Given request ▸
Take the stretch of records from the line containing "Where can you spot the leather" through the end of the records and swap "beige" for "tan", keeping everything else the same. Write out only that stretch, and leave the pictures out.
::: Exercise data :::
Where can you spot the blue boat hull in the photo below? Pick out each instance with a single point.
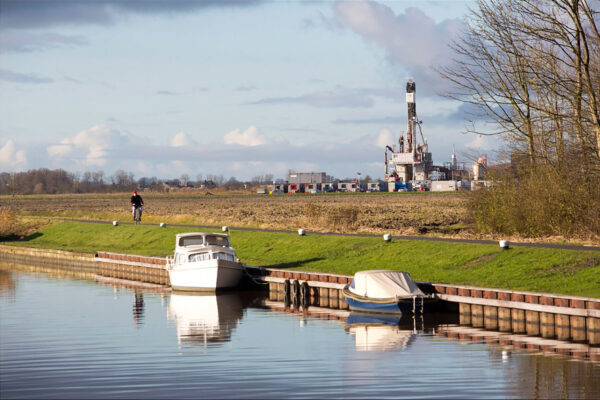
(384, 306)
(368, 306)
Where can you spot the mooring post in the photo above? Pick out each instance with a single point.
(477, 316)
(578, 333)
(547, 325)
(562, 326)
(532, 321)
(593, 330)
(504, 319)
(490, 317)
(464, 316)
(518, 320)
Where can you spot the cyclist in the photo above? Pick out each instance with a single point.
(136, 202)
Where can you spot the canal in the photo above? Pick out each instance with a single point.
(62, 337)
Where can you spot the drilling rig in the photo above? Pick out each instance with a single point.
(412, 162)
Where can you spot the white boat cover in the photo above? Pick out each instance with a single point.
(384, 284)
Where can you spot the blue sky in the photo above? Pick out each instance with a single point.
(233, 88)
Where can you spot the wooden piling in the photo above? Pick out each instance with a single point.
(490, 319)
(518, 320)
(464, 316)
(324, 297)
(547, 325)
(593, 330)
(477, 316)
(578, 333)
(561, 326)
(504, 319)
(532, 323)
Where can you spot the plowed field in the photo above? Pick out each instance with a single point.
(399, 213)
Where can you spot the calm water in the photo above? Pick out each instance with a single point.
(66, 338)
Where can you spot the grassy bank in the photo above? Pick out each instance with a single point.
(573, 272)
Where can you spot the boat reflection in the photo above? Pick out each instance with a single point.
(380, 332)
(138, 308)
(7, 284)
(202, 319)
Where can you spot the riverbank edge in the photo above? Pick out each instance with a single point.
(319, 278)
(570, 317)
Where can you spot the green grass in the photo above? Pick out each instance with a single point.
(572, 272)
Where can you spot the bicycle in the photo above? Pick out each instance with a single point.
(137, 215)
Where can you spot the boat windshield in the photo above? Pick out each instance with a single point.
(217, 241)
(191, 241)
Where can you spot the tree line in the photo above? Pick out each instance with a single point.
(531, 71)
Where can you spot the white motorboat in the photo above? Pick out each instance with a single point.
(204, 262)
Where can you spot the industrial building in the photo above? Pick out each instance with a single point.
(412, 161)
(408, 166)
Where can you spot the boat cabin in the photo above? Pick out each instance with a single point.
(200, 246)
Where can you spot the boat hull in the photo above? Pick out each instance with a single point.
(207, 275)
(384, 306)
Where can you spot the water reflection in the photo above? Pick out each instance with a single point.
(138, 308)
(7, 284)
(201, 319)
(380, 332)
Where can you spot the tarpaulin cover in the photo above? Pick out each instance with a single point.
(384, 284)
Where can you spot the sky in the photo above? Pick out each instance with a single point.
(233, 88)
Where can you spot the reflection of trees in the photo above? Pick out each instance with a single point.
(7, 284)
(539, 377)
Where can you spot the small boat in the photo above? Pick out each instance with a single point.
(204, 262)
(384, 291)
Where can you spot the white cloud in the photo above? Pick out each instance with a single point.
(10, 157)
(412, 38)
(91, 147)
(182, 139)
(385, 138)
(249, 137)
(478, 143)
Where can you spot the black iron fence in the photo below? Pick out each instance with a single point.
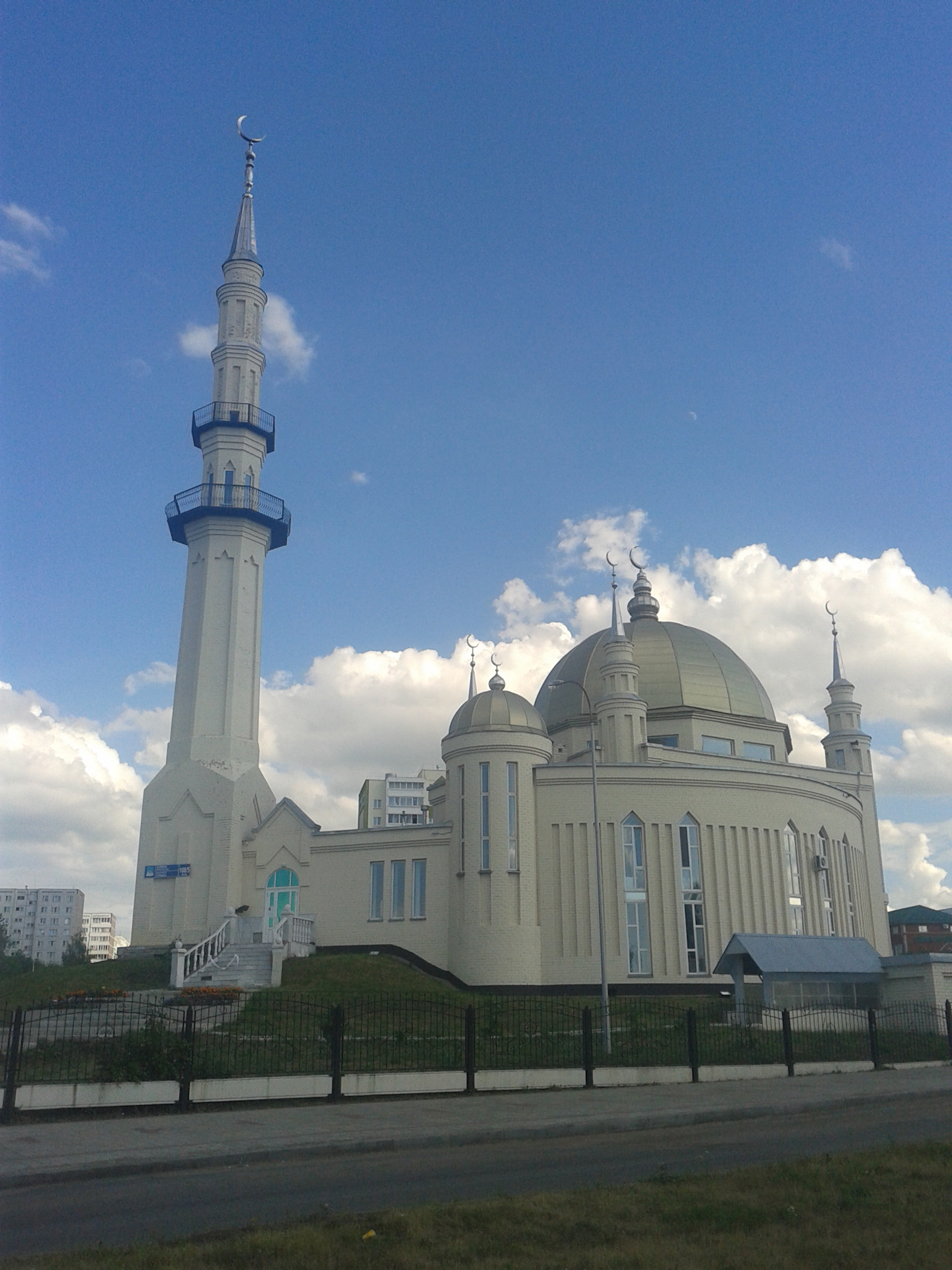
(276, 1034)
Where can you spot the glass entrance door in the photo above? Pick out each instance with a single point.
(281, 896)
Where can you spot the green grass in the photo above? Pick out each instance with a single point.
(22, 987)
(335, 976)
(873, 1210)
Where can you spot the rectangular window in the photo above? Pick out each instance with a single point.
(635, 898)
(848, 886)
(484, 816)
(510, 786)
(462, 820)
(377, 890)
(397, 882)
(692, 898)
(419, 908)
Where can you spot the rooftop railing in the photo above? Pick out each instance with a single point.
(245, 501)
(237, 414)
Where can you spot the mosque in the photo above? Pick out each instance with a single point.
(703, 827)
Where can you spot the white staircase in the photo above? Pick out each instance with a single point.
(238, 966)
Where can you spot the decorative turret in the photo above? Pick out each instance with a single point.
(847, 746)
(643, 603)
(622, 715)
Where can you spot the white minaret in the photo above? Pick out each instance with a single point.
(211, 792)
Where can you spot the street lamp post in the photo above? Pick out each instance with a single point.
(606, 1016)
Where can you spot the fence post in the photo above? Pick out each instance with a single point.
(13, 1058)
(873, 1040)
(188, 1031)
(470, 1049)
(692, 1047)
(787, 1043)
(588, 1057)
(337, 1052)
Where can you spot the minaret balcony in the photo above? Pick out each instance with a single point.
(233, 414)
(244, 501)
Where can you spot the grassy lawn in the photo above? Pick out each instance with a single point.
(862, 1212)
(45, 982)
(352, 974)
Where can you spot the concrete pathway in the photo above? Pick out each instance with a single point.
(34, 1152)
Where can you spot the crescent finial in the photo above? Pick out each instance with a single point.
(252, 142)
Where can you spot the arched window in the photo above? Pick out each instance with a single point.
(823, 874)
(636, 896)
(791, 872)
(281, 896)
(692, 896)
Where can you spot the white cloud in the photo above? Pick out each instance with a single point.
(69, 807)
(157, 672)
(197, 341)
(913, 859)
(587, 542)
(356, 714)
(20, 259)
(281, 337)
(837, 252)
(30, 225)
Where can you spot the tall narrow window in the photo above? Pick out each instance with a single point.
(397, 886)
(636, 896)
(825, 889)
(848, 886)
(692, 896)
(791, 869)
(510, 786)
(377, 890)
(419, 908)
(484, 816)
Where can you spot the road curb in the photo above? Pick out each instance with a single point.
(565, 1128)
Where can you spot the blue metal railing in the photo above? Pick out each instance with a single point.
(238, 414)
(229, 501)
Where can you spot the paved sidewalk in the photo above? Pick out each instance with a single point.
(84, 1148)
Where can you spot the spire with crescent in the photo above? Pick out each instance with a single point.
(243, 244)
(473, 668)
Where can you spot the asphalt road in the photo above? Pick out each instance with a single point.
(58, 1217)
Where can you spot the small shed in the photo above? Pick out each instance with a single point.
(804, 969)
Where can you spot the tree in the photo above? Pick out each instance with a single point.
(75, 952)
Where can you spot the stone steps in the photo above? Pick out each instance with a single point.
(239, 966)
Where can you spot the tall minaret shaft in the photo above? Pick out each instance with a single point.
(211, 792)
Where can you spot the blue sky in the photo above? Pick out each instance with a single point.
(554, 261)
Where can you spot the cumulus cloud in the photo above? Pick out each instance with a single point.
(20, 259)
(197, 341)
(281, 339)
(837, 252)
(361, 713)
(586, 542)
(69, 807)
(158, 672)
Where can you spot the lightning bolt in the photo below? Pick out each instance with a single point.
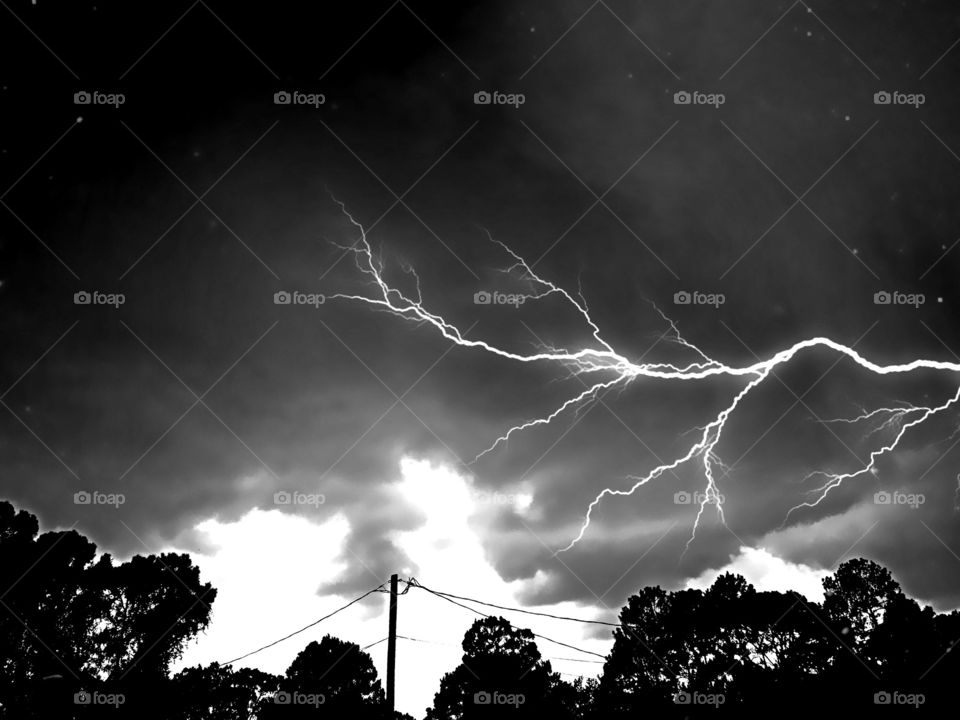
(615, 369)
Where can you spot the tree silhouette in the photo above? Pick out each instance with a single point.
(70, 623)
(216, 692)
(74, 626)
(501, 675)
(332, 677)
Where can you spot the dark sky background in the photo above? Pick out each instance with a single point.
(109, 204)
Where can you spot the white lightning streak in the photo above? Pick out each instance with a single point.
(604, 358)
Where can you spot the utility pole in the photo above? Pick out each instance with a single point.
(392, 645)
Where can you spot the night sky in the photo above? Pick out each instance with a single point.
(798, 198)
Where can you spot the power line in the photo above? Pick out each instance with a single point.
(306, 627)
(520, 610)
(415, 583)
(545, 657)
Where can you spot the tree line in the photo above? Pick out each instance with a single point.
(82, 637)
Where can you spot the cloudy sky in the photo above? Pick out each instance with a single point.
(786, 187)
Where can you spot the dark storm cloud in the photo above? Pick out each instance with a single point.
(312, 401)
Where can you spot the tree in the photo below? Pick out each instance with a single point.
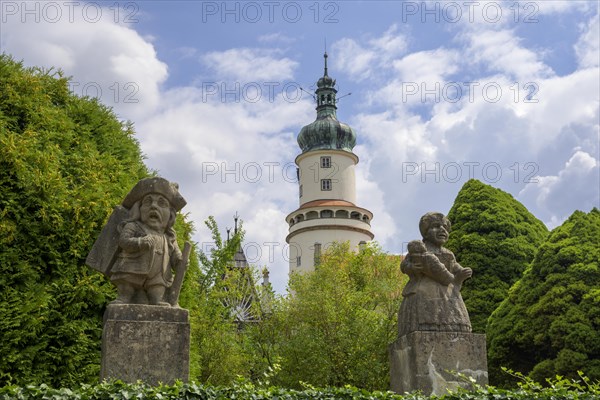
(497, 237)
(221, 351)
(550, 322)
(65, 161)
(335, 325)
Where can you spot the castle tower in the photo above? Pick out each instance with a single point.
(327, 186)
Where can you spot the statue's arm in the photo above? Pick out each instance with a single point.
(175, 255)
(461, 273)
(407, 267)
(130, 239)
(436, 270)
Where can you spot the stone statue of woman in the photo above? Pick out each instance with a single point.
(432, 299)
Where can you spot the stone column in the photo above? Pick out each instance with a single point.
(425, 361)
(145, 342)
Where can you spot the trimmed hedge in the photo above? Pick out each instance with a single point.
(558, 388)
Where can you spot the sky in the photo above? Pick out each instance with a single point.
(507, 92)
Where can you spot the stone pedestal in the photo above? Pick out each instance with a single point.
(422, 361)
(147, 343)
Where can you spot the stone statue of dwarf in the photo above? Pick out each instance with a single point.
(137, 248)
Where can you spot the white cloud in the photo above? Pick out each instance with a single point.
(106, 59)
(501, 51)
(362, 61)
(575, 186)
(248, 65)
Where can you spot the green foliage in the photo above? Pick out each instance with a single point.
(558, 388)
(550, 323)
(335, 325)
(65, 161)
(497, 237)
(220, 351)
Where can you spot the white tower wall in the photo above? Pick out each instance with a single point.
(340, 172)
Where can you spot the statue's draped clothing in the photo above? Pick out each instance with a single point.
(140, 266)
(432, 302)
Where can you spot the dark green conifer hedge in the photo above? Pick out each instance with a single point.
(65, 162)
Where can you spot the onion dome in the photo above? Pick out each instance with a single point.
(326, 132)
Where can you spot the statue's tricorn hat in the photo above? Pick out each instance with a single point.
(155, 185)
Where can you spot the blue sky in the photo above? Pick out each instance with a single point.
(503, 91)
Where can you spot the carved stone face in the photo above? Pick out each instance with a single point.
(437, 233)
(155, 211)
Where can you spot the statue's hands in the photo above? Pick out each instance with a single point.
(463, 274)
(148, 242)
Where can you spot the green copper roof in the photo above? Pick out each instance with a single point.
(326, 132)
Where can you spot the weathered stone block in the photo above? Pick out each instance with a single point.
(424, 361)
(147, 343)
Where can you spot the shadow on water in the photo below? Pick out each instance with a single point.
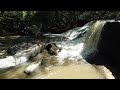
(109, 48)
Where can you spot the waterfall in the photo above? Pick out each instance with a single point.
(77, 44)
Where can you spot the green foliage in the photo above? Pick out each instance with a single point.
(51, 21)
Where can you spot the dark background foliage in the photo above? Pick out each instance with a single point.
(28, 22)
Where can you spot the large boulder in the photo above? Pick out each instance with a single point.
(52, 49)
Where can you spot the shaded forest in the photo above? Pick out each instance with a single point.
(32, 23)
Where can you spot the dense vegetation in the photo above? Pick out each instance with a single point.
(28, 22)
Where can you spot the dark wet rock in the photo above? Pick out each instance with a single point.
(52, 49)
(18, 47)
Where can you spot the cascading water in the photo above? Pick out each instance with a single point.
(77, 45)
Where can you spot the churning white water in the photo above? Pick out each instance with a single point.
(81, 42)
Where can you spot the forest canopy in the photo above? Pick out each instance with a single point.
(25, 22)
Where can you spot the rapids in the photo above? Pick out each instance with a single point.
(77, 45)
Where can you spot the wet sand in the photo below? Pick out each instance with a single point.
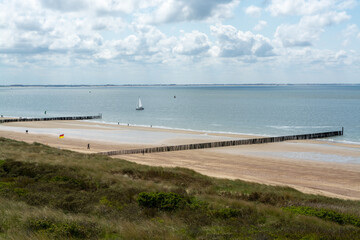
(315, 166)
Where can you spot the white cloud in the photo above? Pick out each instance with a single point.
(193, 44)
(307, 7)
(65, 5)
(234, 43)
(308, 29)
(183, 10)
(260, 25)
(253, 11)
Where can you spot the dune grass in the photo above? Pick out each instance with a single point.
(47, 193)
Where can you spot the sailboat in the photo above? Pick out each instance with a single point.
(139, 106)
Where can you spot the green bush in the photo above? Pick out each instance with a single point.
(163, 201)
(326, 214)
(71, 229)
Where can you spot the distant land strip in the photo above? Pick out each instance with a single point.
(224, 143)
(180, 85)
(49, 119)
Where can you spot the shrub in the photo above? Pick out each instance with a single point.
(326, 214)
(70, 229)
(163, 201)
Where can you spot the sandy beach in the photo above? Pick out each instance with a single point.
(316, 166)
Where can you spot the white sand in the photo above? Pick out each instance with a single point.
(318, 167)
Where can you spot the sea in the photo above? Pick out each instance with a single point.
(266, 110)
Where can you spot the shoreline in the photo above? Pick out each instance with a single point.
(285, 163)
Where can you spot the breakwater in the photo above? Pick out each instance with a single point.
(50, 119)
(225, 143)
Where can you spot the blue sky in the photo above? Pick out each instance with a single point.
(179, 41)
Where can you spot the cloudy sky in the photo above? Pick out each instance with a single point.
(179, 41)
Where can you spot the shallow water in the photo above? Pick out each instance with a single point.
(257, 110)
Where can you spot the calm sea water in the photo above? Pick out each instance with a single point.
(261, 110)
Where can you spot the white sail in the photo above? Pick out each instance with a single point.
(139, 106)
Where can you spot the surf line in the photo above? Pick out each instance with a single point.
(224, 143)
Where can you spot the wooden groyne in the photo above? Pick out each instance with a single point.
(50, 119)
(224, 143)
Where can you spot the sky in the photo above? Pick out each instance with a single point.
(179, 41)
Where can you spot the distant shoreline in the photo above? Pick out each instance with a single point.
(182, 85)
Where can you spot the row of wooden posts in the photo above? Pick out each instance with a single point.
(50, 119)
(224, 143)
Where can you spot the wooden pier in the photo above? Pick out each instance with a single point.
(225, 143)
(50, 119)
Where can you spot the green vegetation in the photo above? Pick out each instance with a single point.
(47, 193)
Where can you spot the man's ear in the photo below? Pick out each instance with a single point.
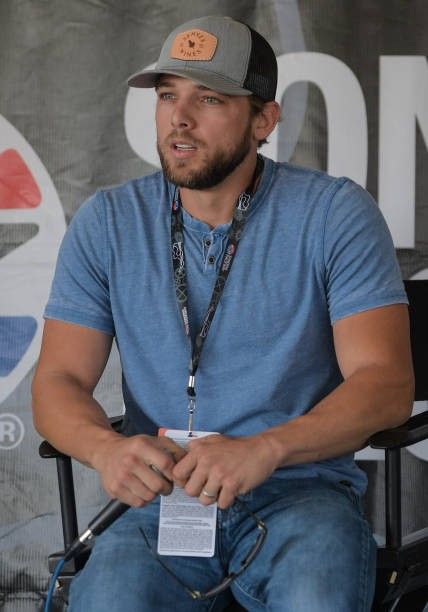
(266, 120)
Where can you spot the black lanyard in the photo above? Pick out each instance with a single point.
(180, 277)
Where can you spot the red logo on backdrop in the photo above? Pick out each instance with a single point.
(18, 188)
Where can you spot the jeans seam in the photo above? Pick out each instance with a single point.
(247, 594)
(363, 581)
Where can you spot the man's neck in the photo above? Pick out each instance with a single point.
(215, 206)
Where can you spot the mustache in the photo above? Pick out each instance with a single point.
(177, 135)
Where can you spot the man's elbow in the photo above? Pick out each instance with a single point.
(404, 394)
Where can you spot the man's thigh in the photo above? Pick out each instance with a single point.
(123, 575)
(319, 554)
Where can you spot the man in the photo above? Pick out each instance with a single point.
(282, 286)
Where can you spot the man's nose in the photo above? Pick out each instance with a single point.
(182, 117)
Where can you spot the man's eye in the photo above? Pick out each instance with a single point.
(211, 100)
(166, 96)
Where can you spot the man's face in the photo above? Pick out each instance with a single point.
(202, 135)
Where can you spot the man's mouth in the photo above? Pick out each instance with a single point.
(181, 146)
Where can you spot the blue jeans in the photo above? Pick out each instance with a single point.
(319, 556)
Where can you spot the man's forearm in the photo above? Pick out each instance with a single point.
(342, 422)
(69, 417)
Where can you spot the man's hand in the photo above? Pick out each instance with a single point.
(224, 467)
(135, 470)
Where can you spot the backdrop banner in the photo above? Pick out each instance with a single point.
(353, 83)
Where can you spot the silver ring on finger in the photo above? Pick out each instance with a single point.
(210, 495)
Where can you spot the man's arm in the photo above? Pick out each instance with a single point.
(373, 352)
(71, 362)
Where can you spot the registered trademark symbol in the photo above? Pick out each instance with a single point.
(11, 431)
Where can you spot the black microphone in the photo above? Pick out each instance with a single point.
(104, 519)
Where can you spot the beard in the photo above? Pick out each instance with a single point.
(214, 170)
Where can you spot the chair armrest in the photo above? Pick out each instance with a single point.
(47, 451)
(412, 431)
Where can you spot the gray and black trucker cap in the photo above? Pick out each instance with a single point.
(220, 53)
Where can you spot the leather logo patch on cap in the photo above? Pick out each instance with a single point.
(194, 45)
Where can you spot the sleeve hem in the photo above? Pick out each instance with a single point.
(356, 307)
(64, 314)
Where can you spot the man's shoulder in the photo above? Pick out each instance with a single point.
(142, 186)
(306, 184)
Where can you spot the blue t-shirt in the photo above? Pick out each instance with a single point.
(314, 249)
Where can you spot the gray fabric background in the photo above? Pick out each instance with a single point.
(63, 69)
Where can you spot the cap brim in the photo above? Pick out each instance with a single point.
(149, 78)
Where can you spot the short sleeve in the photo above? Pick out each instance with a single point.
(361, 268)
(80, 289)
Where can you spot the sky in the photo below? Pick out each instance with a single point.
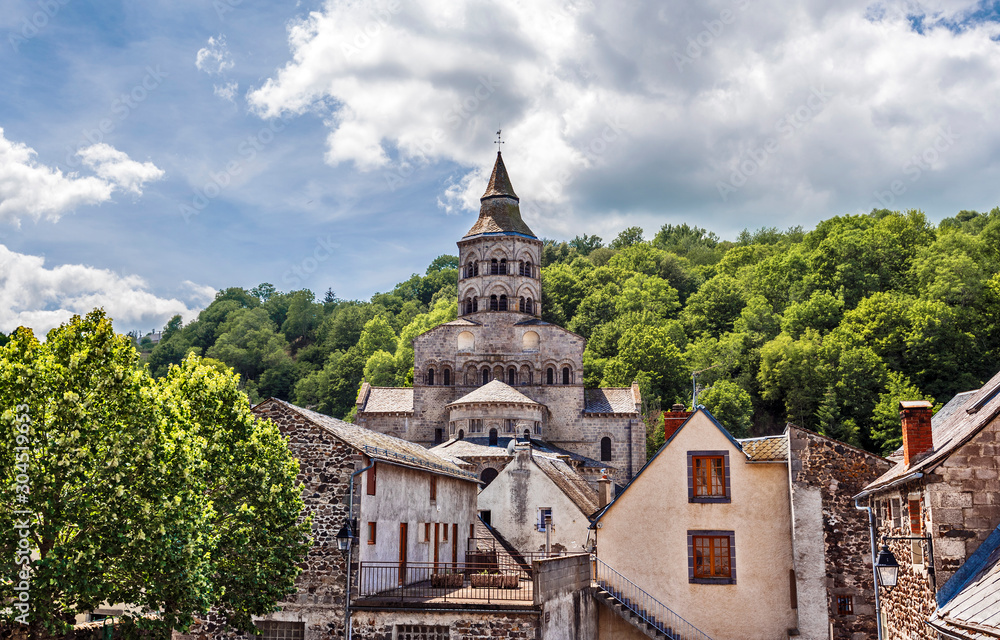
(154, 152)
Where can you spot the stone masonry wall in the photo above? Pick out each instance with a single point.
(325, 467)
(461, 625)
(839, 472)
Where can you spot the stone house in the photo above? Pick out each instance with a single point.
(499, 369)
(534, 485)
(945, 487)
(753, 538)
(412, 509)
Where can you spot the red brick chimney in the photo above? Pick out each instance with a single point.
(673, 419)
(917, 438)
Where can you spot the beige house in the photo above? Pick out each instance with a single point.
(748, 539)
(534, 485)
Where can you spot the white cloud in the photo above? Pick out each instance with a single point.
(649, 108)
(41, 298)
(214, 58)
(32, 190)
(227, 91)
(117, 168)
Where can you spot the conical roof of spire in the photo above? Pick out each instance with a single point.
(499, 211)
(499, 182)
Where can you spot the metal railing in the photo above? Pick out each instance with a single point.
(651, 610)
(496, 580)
:::
Correct output ▸
Where can you spot the leather logo patch on cap in the photo above? Pick out each instance with a single point.
(194, 45)
Where can you spot the sleeve hem in the photo above? Pick out each instance with a single point.
(356, 307)
(64, 314)
Where can you spot the man's shoulder in the photo above? Pick out each instance with a single point.
(142, 186)
(306, 184)
Where can you spot the blue t-shirt in the photo above? Pick out each instance with a single point.
(314, 249)
Where can you spot the gray fabric background in the photo above? Pick out each instance with a single point.
(63, 69)
Where can you spot the cap brim in the photo above? Pick out each instance with a single point.
(149, 78)
Where can you spot the short sleeve in the photo above? Pick out each instance with a single point.
(361, 268)
(80, 289)
Where can you spot the sky in the photo below? Pick out each instance with a single point.
(154, 152)
Where can you spot the stone masonry wall in the photo above? Pick out each instance with a single point.
(325, 467)
(461, 625)
(839, 472)
Where can you spot the stone house in the photo above? Pick out each instance with a single point.
(499, 369)
(534, 485)
(945, 487)
(753, 538)
(412, 509)
Where can you spot the red brick chimney in the photo above? Pick out each instance with a single point.
(673, 419)
(917, 438)
Where can you spot the tan house in the photo above? Pick out each instance with a single point.
(748, 539)
(534, 485)
Where can you spot the white cloud in the photo above? Pick out each instance with a single point.
(649, 108)
(41, 298)
(214, 58)
(32, 190)
(227, 91)
(117, 168)
Where can you spot the conical roof of spire in the photo above? Pick out each instance with a single point.
(499, 211)
(499, 182)
Where can you spot the metal railing in the photo above? Pick out each instance with a single point.
(651, 610)
(496, 580)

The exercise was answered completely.